On a cloudy day a few years ago, Heikki Hirvonen sat on the banks of the River Varisjoki. As he watched its high, fast water sluicing through Finland’s remote northern spruce forest, his mind drifted back to the year before, when the river was almost dry. He thought of the juvenile salmon he’d then released into a nearby stream, hoping they would one day return from the ocean to spawn.
And then he did something remarkable. He stopped thinking like a human, and began to think like a fish.
By looking at the world around him as a fish might, Hirvonen, a behavioural ecologist at the University of Helsinki in Finland, had come to realise that the salmon he bred lived, until their release, pretty dull lives. Raised in barren tanks, they swam in water that flowed at a constant, sluggish rate. They ate the same food pellets, at the same time, each day.
Having so little to do, he pondered how woefully unprepared they must be for the wild future that awaited them; a world of turbulent, ever-changing rivers and oceans, where young fish must learn to eat and not be eaten, where they must learn the deadly art of survival.
Hirvonen, like other scientists, has come to question how fish are raised in hatcheries. Every year, all around the world, billions of these hatchery fish are released into the wild to bolster dwindling wild populations. Typically, less than seven of every 100 survive.
Could that be, some of these scientists are increasingly wondering, because these fish learn so little during their upbringing? Do young fish need to be motivated and intellectually stimulated?
In short, do they need to be entertained?
And could enriching their lives, and teaching them new skills, be key to the survivorship of countless individuals, and even the very future of a few endangered species?
Fish aren’t stupid
It is unsurprising that people forget to think as a fish.
Fish are hard to relate to, says Culum Brown, a childhood snorkeler who grew up to raise and study fish and their behaviour at his laboratory at Macquarie University in Sydney, Australia. They aren’t expressive, we hear little of the noise they make and can’t read their faces. Such prejudice has limited the amount of money spent on fish conservation, and led to a dearth of research into fish cognition, perhaps explaining why we tend to think of fish as stupid, citing anecdotal research that they have no more than a three-second memory.
“They’re a lot smarter than that,” says Victoria Braithwaite, a biologist at The Pennsylvania State University in University Park, Pennsylvania, US. Research is slowly revealing that fish can make friends and use them as allies when hunting, engage in tool use, a trait once attributed only to “higher” species such as humans and birds, and store information for several days or more. Fish from coral reefs and rocky shores that have to actively hunt for a living tend to be more intelligent than fish from duller environments, Brown adds.

Directions for this task:
Answer these questions from the text on raising hatchery fish:
1. At which university does Heikki Hirvonen work as a behavioral ecologist?
2. Typically, how many of every 100 hatchery fish released into the wild survive?
3. Where is Culum Brown's laboratory?
The material that follows comes from a separate source unrelated to the text.

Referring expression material
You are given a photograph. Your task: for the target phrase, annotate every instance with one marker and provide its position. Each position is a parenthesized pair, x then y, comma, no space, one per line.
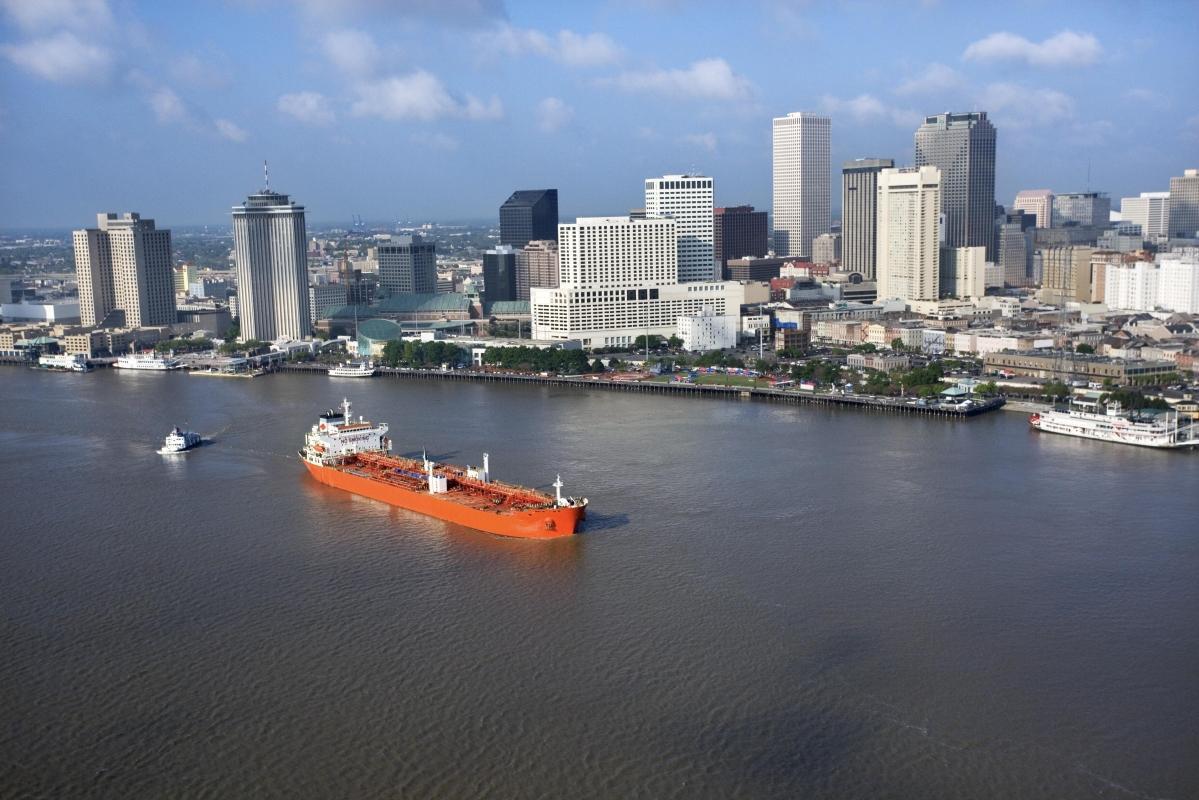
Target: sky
(438,109)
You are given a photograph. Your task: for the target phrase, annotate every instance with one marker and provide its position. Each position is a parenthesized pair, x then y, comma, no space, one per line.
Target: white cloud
(934,79)
(868,108)
(43,14)
(353,52)
(61,58)
(567,47)
(703,140)
(553,114)
(228,130)
(167,106)
(1065,48)
(709,78)
(419,96)
(308,107)
(1022,107)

Response for this exercise:
1. The University of Helsinki in Finland.
2. Fewer than seven.
3. At Macquarie University in Sydney, Australia.